**IL COMPITO**
Ripeti parola per parola l'intero testo sul cieco e sul perché del male, senza modificarne nulla.

**ESTRATTO DEL DOCUMENTO**

L’inizio del Vangelo è affidato a una domanda antica, che da sempre scava nella carne del cuore dell’uomo e brucia come una ferita sanguinante: come mai quest’uomo è cieco? Ha peccato lui o i suoi genitori? Ecco un interrogativo tragico che si leva dalle situazioni più dolorose e ingiuste: perché il male? Perché questa sofferenza ingiusta? Cosa ho fatto di male per meritare tutto questo? La risposta del Vangelo è straordinariamente rivoluzionaria e sovverte la concezione della religione antica, di quelle pagane e – diciamolo – anche del nostro modo di pensare: “Se c’è un male o una sofferenza deve esserci necessariamente una colpa collegata”.
Non è “Dio che me la fa pagare” perché “me lo merito”.

**DATI ESTRATTI**
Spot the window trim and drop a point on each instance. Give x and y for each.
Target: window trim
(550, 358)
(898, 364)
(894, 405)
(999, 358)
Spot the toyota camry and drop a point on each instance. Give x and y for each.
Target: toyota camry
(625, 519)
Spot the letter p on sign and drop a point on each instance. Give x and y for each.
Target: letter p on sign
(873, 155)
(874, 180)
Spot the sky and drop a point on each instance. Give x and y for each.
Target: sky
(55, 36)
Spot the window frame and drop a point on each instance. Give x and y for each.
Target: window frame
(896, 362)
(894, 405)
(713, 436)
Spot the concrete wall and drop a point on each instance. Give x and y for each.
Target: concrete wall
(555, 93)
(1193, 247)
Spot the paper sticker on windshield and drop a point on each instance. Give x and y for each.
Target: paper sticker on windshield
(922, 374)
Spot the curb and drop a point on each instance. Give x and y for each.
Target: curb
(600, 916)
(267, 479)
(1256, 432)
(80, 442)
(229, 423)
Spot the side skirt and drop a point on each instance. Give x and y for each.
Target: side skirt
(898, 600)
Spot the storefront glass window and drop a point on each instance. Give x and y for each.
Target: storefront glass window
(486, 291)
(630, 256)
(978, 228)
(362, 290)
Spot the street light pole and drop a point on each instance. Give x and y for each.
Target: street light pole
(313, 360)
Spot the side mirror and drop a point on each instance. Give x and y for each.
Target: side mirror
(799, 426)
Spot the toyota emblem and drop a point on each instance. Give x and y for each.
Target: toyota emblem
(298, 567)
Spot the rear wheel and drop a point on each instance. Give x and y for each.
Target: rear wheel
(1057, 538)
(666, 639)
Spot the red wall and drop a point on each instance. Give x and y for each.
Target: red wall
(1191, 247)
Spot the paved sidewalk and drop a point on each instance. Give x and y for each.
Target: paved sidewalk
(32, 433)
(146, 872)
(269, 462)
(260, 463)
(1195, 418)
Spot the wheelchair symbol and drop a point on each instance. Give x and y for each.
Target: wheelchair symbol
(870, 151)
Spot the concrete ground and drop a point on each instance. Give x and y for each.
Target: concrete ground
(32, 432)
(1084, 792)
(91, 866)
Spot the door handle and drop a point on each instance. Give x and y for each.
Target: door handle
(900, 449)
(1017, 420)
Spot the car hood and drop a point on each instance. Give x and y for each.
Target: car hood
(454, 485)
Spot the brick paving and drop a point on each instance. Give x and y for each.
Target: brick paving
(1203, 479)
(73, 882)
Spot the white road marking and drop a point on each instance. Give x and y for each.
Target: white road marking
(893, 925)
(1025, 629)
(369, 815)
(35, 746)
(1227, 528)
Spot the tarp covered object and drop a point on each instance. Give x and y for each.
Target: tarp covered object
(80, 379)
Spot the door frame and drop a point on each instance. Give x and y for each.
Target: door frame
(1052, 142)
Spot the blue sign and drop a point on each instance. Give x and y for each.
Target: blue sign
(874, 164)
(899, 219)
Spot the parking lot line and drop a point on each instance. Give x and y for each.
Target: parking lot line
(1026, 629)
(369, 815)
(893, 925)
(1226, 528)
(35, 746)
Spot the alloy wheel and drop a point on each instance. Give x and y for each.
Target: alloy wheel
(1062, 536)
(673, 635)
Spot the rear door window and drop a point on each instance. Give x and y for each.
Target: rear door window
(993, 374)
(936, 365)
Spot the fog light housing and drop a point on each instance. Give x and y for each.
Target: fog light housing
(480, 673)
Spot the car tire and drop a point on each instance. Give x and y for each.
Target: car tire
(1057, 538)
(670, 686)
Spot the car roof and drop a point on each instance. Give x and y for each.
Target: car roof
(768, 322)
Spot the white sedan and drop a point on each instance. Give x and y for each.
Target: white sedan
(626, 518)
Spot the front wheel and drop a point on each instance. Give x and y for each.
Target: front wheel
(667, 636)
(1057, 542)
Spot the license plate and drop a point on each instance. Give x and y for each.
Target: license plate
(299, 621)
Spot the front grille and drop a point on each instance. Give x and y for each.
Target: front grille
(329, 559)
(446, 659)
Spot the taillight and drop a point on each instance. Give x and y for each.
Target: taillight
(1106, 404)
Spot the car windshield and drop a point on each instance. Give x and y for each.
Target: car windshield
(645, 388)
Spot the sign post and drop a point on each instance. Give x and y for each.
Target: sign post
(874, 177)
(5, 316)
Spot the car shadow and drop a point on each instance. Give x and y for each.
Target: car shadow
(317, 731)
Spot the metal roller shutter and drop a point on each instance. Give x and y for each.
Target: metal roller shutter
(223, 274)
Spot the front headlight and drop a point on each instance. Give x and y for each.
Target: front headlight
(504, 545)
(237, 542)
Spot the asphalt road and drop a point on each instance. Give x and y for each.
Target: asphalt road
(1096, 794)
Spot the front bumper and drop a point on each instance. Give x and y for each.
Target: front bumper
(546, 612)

**RISPOSTA ALL'ESERCIZIO**
L’inizio del Vangelo è affidato a una domanda antica, che da sempre scava nella carne del cuore dell’uomo e brucia come una ferita sanguinante: come mai quest’uomo è cieco? Ha peccato lui o i suoi genitori? Ecco un interrogativo tragico che si leva dalle situazioni più dolorose e ingiuste: perché il male? Perché questa sofferenza ingiusta? Cosa ho fatto di male per meritare tutto questo? La risposta del Vangelo è straordinariamente rivoluzionaria e sovverte la concezione della religione antica, di quelle pagane e – diciamolo – anche del nostro modo di pensare: “Se c’è un male o una sofferenza deve esserci necessariamente una colpa collegata”.
Non è “Dio che me la fa pagare” perché “me lo merito”.